*** Opening DATA EXCERPTS ***

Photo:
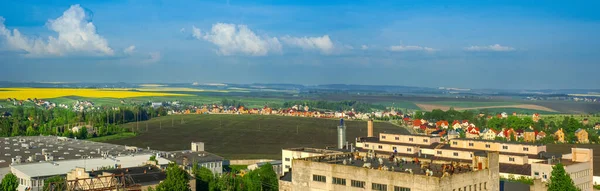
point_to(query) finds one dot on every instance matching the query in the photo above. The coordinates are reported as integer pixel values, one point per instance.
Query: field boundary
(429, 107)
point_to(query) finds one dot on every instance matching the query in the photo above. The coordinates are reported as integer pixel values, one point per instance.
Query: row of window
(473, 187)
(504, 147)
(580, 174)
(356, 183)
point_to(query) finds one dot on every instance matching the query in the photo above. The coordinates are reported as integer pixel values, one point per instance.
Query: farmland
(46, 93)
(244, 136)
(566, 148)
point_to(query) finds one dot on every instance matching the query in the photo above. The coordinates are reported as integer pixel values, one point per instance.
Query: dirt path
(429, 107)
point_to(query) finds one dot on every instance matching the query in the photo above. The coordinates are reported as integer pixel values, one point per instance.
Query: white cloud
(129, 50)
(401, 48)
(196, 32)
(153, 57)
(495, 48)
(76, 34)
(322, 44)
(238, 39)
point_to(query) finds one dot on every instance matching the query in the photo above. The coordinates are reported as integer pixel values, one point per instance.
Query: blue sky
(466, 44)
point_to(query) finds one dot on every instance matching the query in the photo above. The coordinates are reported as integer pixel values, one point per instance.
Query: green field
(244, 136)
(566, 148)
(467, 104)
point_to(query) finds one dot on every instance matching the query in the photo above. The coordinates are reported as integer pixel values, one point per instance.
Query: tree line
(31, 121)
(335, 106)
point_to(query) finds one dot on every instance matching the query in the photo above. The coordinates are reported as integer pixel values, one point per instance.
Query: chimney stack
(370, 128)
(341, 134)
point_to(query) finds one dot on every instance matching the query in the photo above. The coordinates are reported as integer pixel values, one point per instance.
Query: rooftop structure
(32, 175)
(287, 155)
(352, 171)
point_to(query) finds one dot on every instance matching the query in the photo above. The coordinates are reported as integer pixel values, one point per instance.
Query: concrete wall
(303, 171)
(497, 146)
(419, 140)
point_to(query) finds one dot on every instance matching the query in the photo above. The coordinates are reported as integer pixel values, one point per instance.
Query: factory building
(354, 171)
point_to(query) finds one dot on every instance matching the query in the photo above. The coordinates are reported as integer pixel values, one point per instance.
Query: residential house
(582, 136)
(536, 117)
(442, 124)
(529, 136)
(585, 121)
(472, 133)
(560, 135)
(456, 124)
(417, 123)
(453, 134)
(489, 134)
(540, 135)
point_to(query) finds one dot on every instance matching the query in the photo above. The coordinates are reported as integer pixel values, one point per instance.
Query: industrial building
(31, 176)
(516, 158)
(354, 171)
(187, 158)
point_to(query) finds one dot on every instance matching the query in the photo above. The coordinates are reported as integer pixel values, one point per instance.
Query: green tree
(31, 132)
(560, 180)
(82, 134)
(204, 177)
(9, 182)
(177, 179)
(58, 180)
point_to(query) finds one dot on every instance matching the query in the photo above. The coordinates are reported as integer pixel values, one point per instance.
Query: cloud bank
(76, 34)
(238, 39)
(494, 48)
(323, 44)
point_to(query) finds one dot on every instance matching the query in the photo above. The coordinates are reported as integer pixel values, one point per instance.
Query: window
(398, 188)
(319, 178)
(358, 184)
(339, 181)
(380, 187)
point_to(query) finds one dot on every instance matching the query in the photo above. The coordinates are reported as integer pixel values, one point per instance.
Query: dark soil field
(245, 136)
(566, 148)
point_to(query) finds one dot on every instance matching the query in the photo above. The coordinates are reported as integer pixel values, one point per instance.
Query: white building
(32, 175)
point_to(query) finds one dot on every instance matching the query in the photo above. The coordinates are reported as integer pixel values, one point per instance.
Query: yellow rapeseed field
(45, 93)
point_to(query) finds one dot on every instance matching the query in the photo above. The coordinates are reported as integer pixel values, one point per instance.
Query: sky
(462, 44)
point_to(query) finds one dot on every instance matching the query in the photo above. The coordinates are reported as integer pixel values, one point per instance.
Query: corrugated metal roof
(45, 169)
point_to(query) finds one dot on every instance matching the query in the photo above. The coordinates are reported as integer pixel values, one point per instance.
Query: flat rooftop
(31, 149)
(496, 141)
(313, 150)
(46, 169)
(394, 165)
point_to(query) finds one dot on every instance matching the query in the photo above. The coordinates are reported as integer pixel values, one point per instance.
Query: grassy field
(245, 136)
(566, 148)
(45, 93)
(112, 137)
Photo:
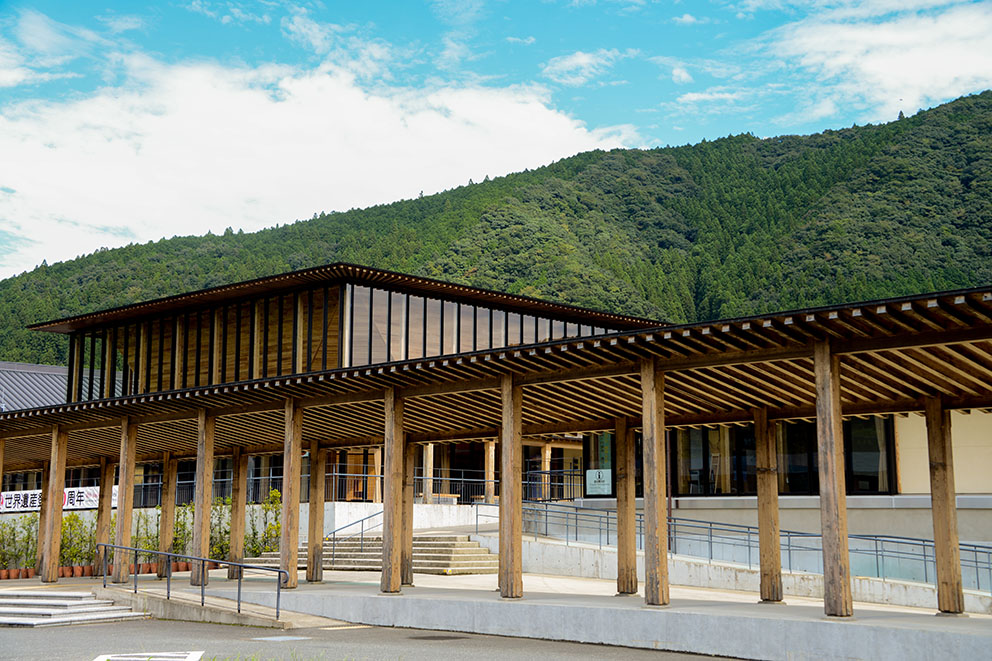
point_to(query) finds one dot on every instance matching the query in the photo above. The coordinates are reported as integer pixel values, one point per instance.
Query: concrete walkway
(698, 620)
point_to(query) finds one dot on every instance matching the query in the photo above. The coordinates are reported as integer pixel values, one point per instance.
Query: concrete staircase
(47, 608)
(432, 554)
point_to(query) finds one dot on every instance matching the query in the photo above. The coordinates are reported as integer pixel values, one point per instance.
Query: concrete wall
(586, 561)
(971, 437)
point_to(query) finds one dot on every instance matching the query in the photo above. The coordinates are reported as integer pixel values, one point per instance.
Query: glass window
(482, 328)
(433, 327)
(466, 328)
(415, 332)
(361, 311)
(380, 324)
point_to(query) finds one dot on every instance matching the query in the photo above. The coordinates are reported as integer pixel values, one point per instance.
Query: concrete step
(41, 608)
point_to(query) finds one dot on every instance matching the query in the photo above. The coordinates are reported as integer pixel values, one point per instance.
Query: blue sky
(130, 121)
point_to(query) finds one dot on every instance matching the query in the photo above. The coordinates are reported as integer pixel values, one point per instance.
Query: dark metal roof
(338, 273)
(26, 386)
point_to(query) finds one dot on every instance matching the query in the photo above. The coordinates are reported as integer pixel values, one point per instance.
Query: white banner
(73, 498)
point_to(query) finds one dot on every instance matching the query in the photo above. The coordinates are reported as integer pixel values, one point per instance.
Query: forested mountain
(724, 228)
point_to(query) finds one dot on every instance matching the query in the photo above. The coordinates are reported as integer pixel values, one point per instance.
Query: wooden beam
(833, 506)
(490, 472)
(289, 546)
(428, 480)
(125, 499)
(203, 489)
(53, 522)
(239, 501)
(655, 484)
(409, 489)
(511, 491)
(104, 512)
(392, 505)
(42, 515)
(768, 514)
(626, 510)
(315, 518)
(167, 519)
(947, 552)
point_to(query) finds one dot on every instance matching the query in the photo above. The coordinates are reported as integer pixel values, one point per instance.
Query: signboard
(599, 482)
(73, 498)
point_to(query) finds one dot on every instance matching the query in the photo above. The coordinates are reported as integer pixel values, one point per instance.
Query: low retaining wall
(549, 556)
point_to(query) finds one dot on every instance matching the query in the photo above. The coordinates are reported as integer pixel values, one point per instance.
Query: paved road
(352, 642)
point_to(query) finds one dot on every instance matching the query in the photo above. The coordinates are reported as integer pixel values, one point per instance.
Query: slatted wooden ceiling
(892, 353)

*** Closing DATA EXCERPTS ***

PROBLEM STATEMENT → Restate the entire listing word for word, excluding pictures.

RESPONSE FOR THIS EXERCISE →
Photo:
point_to(query) finds one dot on every instance matching the query in the photo above. The coordinates are reported as integer pixel values, one point per instance.
Query: field boundary
(429, 107)
point_to(query) finds one dot on every instance matching the query in the photo above. The coordinates are reported as integer pixel values, one point per instance.
Query: row of window
(473, 187)
(504, 147)
(580, 174)
(356, 183)
point_to(query) finds one dot on every instance matching the query in the photo above. The coordinates are reported as integer pixel values, one point per instance.
Query: farmland
(46, 93)
(244, 136)
(566, 148)
point_to(query) finds one dot on every instance matching the query in the photo above. The coordinates are reported as integer pixel values, one point per instance.
Query: dirt path
(429, 107)
point_to(query) finds one dot on every instance matching the query in the photo above. The coordinates are reported as integer pixel values, one point per instance.
Query: white cloud
(129, 50)
(401, 48)
(196, 32)
(153, 57)
(495, 48)
(76, 34)
(322, 44)
(238, 39)
point_to(query) finds one dot on every instance matching the query in the photo above. The coordinates are reported as integer pixel values, one point per instance.
Query: blue sky
(466, 44)
point_to(query) finds one dot on every instance matching the query in the photo above. The coordinates are reported as integer pixel values, one point per instance.
Query: green field
(244, 136)
(566, 148)
(467, 104)
point_to(query) finds one dot on every instance matching the query in the photo above. The coordinates are reported as integer pixel values, one point per instance.
Query: tree line
(31, 121)
(335, 106)
point_to(query) finds one dot on every instance matching the query in the photo above. The coordinates are reported as integer pixel values, one point per instance.
Query: chimney stack
(370, 128)
(341, 134)
point_to(query) finds one dot on every instance matching the query in the photo above. The coordinates are reported as integer pixel values, one point per instance.
Query: rooftop structure
(32, 175)
(287, 155)
(352, 171)
point_to(query) finds one dot on every instance matching the query in the photo above. The coordinates are reported as integer pixel values, one point per instance.
Query: concrete wall
(303, 171)
(497, 146)
(419, 140)
point_to(query) finds one dot on every instance matching the query in the photo above. The coordinates are reported as integer pixel values, one point per instance.
Query: factory building
(354, 171)
point_to(query) finds one dot on every instance matching the query in the photo above. The coordinates are reported as integer pixel values, one point per instance.
Query: residential house
(582, 136)
(536, 117)
(442, 124)
(529, 136)
(585, 121)
(472, 133)
(560, 135)
(456, 124)
(417, 123)
(453, 134)
(489, 134)
(540, 135)
point_to(query) finds one dot on every instance matching the query in the photo above. The coordinates are reported as integer pixel values, one point per instance.
Query: industrial building
(31, 176)
(516, 158)
(354, 171)
(187, 158)
point_to(query) finds one dot on every instance matching the query in the photo above. The coordinates are reported as integer pixel values, one point per instance.
Query: green tree
(31, 132)
(560, 180)
(82, 134)
(204, 177)
(9, 182)
(177, 179)
(58, 180)
point_to(query) finds one dot on every instance matching the query in the photo above. The coordinates are reported as integer pixel values, one point per instance.
Query: cloud bank
(76, 34)
(238, 39)
(494, 48)
(323, 44)
point_to(query) finds one dot on every instance matching the query in the photo above. The coordinates are reported as integer pixel values, one point per instance.
Query: window
(398, 188)
(319, 178)
(358, 184)
(339, 181)
(380, 187)
point_to(query) finds one dot on every instance matching the query in the photo above. The coordinates are reported as integer pixel values, one point per instance.
Query: dark soil field
(245, 136)
(566, 148)
point_to(query) finds one dot on every instance matching the query in the photo above. The coordinates are reported as integer pixel values, one point per instance.
Query: white building
(32, 175)
point_to(query) finds one dot on every instance matching the query in the photo above. The coordinates are reported as integer pixel values, one point per instance.
Query: yellow rapeseed field
(45, 93)
point_to(query) finds one dot on every instance matching the query in the photo above. The coordinates are reported as integer pixel values, one point per instance.
Query: sky
(462, 44)
point_to(query) finds one dot on every instance matching the query in the photo above. The coordinates are reported as integer pixel values, one point per instance.
Query: corrugated metal roof
(45, 169)
point_to(query) finds one dot on every instance matching the query in the photo above. The coordinates are reported as integer pixel values, one point per instance.
Query: flat rooftop
(31, 149)
(496, 141)
(313, 150)
(46, 169)
(394, 165)
point_to(query) finds one dot on every instance matching the query in the photo above. The coordinates are reported as integer pixel values, one point per instance.
Query: grassy field
(245, 136)
(566, 148)
(45, 93)
(112, 137)
Photo:
point_to(query) finds one dot on every instance matching the query in the photo above. The coordinates are reported as integer pixel values, one point per instance.
Query: concrete walkway
(698, 620)
point_to(query) finds one dot on every instance matching the query in the photo above. The coordinates are reported as integer pixel values, one point per instance.
Query: concrete staircase
(47, 608)
(432, 554)
point_to(query) finds one dot on every instance matching the query in the photo above. The coordinates are reported as integer pixel values, one point per instance.
Query: concrete wall
(586, 561)
(971, 437)
point_to(query) finds one dot on every instance matching the query in the photo above. The coordinates are reported as integer pixel values, one point per instance.
Query: glass window
(482, 328)
(433, 327)
(466, 328)
(415, 332)
(361, 311)
(380, 324)
point_to(query) finds one dot on every instance matching the query in the photo above. The coordinates are reported as integer pixel values, one point per instance.
Query: concrete step
(41, 608)
point_to(query) finds one dot on every instance matching the query in the photo above. The coordinates are reported as integer pixel values, one point per instance.
Query: blue sky
(130, 121)
point_to(query) finds one dot on every instance matching the query in the photo above. The coordinates are reported as integer pixel values, one point per instance.
Query: dark metal roof
(338, 273)
(26, 386)
point_to(query) finds one dot on every instance matching the query in the photo above. The coordinates are reported as integer pixel values, one point per instance.
Query: white banner
(73, 498)
point_to(query) finds one dot on every instance matching the query in the photo above. The coordinates are reported as integer pixel values, one point per instance.
Query: forested mountain
(724, 228)
point_to(query) finds one dot on every instance matching the query in the photo above. The coordinates are reported as integer pixel values, one point per instance.
Query: wooden beam
(833, 506)
(490, 472)
(289, 546)
(428, 480)
(125, 499)
(203, 489)
(53, 522)
(239, 501)
(655, 484)
(409, 489)
(511, 491)
(104, 512)
(392, 505)
(42, 515)
(768, 514)
(626, 510)
(315, 518)
(167, 519)
(947, 552)
point_to(query) finds one dot on every instance matching the query in the photo above. The coordinates are reported as integer pixel values, one point per instance.
Query: signboard
(599, 482)
(73, 498)
point_to(query) finds one dot on every instance matching the query in the photo above. The coordinates are reported as integer pixel values, one point per instance.
Query: low retaining wall
(549, 556)
point_to(query) finds one dot on every instance matching the query in the photo above. The coordinates are reported as integer pixel values, one point per instance.
Query: paved road
(352, 642)
point_to(query) finds one dot on every instance matching the query in the photo above. The coordinates are reported as integer pixel values, one point per instance.
Query: slatted wooden ceiling
(892, 353)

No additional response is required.